** begin Stored records **

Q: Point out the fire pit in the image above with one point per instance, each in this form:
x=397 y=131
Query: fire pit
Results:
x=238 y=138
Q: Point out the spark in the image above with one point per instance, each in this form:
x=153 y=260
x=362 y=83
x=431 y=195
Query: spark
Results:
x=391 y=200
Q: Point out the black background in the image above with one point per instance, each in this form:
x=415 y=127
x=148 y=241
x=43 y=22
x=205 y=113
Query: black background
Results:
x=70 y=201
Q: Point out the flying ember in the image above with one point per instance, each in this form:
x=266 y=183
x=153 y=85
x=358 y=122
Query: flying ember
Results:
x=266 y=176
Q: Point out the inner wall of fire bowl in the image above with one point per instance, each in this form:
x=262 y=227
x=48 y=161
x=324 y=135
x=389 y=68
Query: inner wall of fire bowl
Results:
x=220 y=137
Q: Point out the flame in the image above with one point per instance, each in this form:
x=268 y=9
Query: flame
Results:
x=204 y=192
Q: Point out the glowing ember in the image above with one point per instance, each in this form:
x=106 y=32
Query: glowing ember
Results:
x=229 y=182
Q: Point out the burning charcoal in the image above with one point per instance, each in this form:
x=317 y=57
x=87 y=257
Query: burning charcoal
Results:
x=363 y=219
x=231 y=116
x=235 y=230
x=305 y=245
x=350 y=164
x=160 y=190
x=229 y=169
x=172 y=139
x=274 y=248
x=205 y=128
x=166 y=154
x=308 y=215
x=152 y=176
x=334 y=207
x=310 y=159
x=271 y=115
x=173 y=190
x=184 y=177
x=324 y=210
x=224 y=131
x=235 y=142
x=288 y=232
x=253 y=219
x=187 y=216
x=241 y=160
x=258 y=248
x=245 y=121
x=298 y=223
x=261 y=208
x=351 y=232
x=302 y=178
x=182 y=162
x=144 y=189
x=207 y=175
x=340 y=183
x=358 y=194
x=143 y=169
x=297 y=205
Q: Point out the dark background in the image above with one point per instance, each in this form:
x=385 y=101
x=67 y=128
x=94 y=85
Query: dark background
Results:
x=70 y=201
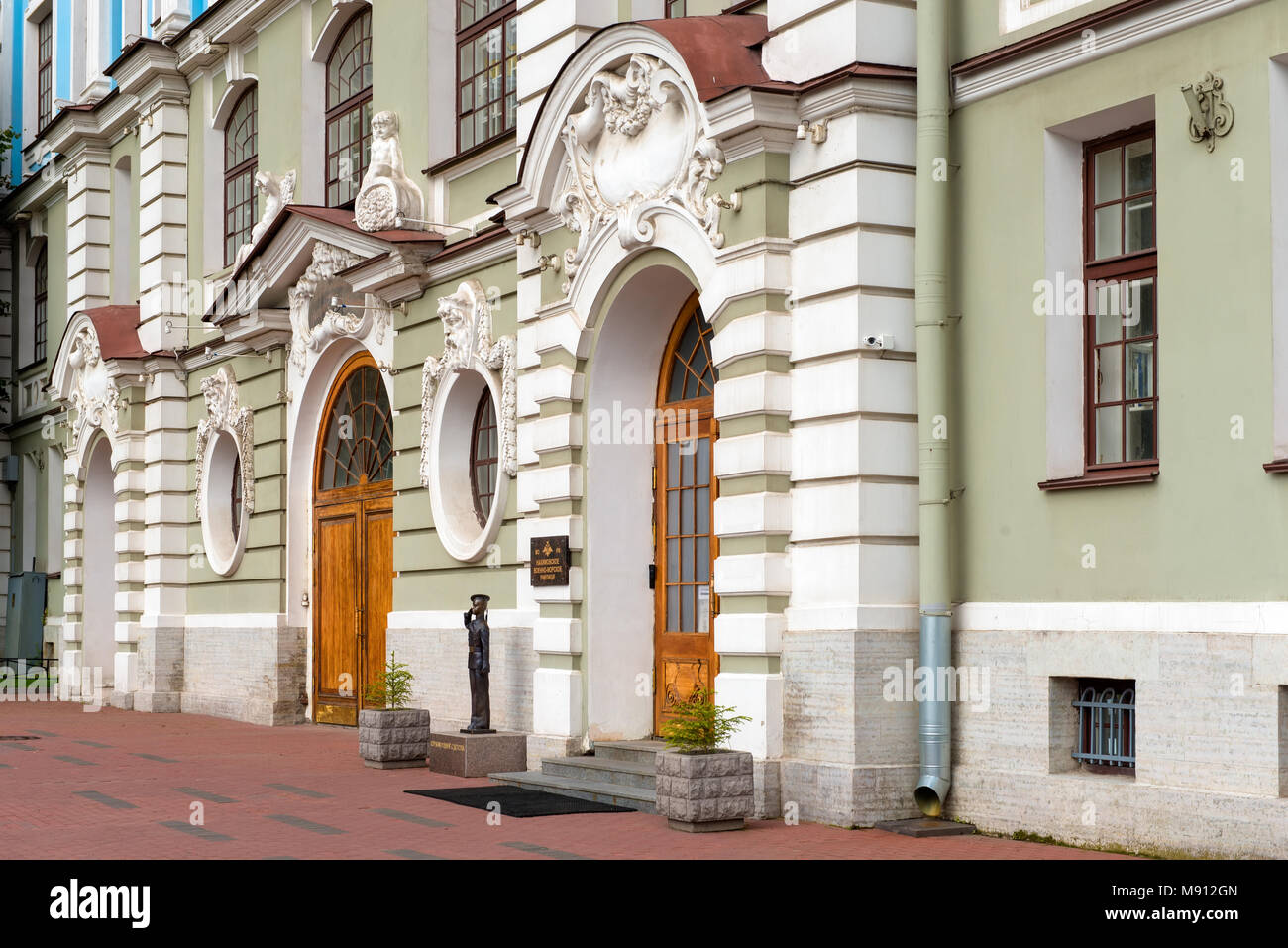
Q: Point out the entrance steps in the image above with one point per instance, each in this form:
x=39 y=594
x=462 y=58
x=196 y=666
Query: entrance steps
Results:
x=617 y=772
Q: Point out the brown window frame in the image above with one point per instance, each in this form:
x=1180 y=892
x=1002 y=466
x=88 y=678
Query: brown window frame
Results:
x=1122 y=268
x=44 y=71
x=40 y=308
x=498 y=17
x=246 y=167
x=482 y=511
x=359 y=102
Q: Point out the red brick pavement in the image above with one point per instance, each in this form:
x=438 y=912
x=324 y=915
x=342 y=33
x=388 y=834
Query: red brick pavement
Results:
x=121 y=805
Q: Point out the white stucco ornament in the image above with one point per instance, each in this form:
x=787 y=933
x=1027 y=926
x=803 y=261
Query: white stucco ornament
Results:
x=94 y=395
x=224 y=412
x=638 y=146
x=386 y=193
x=277 y=192
x=226 y=467
x=468 y=346
x=370 y=317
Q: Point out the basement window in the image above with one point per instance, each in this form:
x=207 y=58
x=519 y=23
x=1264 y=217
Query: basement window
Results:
x=1107 y=725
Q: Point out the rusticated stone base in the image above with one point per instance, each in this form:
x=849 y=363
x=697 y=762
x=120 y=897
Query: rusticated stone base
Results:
x=707 y=791
x=394 y=738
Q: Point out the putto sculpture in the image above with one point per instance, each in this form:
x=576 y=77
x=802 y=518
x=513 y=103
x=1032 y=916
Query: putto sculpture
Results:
x=275 y=191
x=386 y=192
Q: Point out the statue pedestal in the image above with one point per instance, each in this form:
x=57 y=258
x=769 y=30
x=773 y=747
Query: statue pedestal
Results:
x=477 y=755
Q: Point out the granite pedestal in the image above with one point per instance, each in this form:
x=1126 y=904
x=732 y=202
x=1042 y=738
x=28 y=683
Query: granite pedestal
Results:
x=477 y=755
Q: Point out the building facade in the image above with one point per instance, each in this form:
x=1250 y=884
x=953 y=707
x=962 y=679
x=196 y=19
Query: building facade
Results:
x=326 y=314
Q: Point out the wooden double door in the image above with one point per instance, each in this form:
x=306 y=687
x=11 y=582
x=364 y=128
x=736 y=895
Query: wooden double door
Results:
x=353 y=533
x=684 y=540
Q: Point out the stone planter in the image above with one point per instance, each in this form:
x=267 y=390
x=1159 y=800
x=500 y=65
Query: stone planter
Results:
x=704 y=792
x=393 y=738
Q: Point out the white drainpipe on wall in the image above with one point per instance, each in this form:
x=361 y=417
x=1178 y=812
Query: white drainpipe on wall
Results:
x=934 y=416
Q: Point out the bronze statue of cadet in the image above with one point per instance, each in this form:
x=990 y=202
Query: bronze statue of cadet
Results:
x=480 y=666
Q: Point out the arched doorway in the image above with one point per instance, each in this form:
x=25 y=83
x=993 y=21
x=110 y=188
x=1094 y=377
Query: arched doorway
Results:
x=353 y=504
x=99 y=586
x=684 y=541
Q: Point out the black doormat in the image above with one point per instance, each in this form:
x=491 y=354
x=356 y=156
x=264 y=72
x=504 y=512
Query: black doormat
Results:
x=519 y=801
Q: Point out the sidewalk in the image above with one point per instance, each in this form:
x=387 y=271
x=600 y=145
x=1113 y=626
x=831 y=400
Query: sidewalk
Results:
x=119 y=785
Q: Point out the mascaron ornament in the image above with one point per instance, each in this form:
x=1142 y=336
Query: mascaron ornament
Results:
x=636 y=149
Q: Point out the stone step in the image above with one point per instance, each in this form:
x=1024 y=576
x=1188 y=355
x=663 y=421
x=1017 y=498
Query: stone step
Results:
x=629 y=773
x=618 y=794
x=638 y=751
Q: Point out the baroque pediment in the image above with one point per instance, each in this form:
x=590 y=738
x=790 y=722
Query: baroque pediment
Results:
x=638 y=146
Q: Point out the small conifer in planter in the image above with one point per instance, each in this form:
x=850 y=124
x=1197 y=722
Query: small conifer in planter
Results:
x=700 y=786
x=391 y=734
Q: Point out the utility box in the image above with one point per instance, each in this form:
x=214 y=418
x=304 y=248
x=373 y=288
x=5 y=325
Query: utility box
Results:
x=25 y=617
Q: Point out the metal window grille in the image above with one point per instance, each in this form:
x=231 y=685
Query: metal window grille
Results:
x=1107 y=725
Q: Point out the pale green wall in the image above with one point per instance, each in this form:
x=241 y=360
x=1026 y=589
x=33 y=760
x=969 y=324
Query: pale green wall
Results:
x=1211 y=527
x=428 y=578
x=279 y=94
x=259 y=581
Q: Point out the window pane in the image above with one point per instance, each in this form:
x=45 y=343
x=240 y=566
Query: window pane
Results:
x=1140 y=166
x=1109 y=175
x=1109 y=373
x=1109 y=432
x=1140 y=432
x=1140 y=224
x=1140 y=317
x=1140 y=369
x=1109 y=231
x=1108 y=312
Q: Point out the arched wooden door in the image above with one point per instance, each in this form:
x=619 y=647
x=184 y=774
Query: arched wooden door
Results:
x=684 y=541
x=353 y=548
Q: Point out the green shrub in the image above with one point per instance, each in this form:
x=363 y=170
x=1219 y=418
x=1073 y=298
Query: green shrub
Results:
x=700 y=725
x=391 y=687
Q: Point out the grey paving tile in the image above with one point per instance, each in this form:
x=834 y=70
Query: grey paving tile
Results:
x=542 y=850
x=413 y=818
x=299 y=791
x=198 y=831
x=321 y=828
x=106 y=800
x=204 y=794
x=411 y=854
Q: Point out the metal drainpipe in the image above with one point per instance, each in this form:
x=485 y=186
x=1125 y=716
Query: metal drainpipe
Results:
x=932 y=401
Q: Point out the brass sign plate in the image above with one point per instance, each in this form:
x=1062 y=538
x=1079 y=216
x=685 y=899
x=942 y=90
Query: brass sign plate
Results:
x=549 y=562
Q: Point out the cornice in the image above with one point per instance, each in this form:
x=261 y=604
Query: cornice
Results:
x=1117 y=29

** end Stored records **

• [Instruction]: Recast the listing's lines as a numbered list, starting at the line containing "Q: Point out the burning" and ending at the line containing "x=172 y=139", both included. Omit any blank lines.

• [Reply]:
1. Q: Point out the burning charcoal in the image above with one point per instance, each in this form:
2. x=317 y=57
3. x=87 y=257
4. Query: burning charcoal
5. Results:
6. x=363 y=219
7. x=231 y=116
8. x=235 y=230
9. x=305 y=245
10. x=350 y=164
11. x=160 y=190
12. x=229 y=169
13. x=172 y=139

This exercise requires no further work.